Given passage.
+++++
Emerging roles of miRNAs in neuropathic pain: From new findings to novel mechanisms

Abstract

Neuropathic pain, which results from damage to the somatosensory nervous system, is a global clinical condition that affects many people. Neuropathic pain imposes significant economic and public health burdens and is often difficult to manage because the underlying mechanisms remain unclear. However, mounting evidence indicates a role for neurogenic inflammation and neuroinflammation in pain pattern development. There is increasing evidence that the activation of neurogenic inflammation and neuroinflammation in the nervous system contribute to neuropathic pain. Altered miRNA expression profiles might be involved in the pathogenesis of both inflammatory and neuropathic pain by regulating neuroinflammation, nerve regeneration, and abnormal ion channel expression. However, the lack of knowledge about miRNA target genes prevents a full understanding of the biological functions of miRNAs. At the same time, an extensive study on exosomal miRNA, a newly discovered role, has advanced our understanding of the pathophysiology of neuropathic pain in recent years. This section provides a comprehensive overview of the current understanding of miRNA research and discusses the potential mechanisms of miRNAs in neuropathic pain.

Keywords: exosomes; miRNAs; neuroinflammation; neuropathic pain; review.

Figure 1

The classical bioformation process of miRNA. miRNAs are typically transcribed as primary miRNAs (pri-miRNAs) by RNA polymerase II (Pol II). The microprocessor complex, composed of the RNase III enzyme Drosha and the double-stranded RNA (dsRNA)-binding protein (dsRBP) DiGeorge critical region 8 (DGCR8), cleaves the pri-miRNA and releases a precursor miRNA (pre-miRNA). The export receptor exportin 5 binds pre-miRNAs and aids their export into the cytoplasm. Then the RNase III endonuclease DICER cleaves the pre-miRNA to release double-stranded miRNA. This miRNA is cleaved by Argonaute (Ago) to form the miRNA-induced silencing complex (miRISC).
+++++
Raw data.
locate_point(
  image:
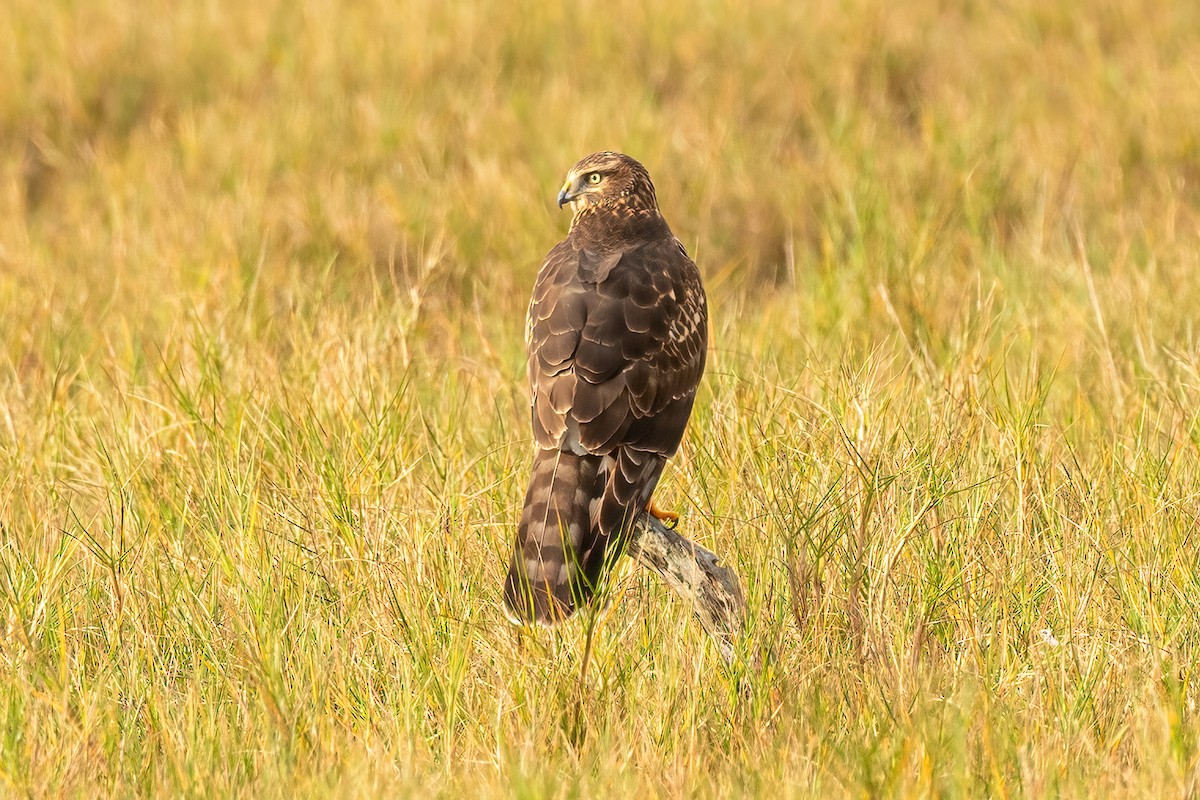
+++++
Requirement 1. In the neuropathic pain text, which enzyme cleaves the pre-miRNA to release double-stranded miRNA?
Requirement 2. List every keyword given for the neuropathic pain text.
Requirement 3. Write out the neuropathic pain text from "The classical bioformation" up to and including "silencing complex (miRISC).".
The lines play no part in this.

Response 1. The RNase III endonuclease DICER.

Response 2. exosomes; miRNAs; neuroinflammation; neuropathic pain; review

Response 3.
The classical bioformation process of miRNA. miRNAs are typically transcribed as primary miRNAs (pri-miRNAs) by RNA polymerase II (Pol II). The microprocessor complex, composed of the RNase III enzyme Drosha and the double-stranded RNA (dsRNA)-binding protein (dsRBP) DiGeorge critical region 8 (DGCR8), cleaves the pri-miRNA and releases a precursor miRNA (pre-miRNA). The export receptor exportin 5 binds pre-miRNAs and aids their export into the cytoplasm. Then the RNase III endonuclease DICER cleaves the pre-miRNA to release double-stranded miRNA. This miRNA is cleaved by Argonaute (Ago) to form the miRNA-induced silencing complex (miRISC).